======== Material for this exercise

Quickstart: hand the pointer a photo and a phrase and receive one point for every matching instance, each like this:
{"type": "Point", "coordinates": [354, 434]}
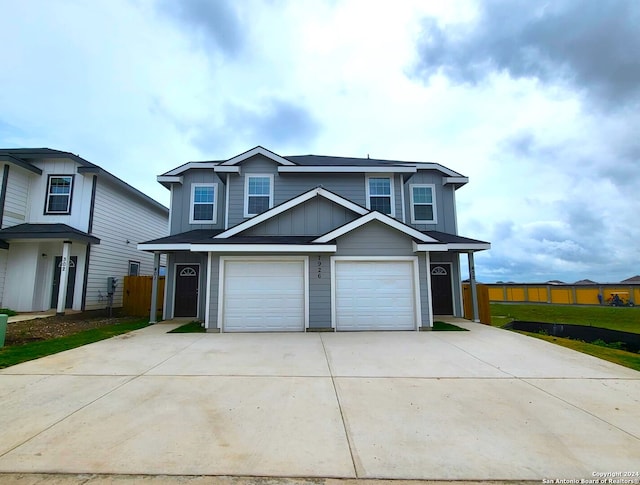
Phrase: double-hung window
{"type": "Point", "coordinates": [59, 189]}
{"type": "Point", "coordinates": [203, 204]}
{"type": "Point", "coordinates": [380, 194]}
{"type": "Point", "coordinates": [258, 194]}
{"type": "Point", "coordinates": [423, 204]}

================

- Your goal
Return every record exactly, without the pictures.

- The answer
Quickstart: hand the pointer a photo and a phrase and receive one point for every matching instance, each like this:
{"type": "Point", "coordinates": [354, 434]}
Phrase: double-hung window
{"type": "Point", "coordinates": [59, 189]}
{"type": "Point", "coordinates": [203, 204]}
{"type": "Point", "coordinates": [380, 194]}
{"type": "Point", "coordinates": [258, 194]}
{"type": "Point", "coordinates": [423, 204]}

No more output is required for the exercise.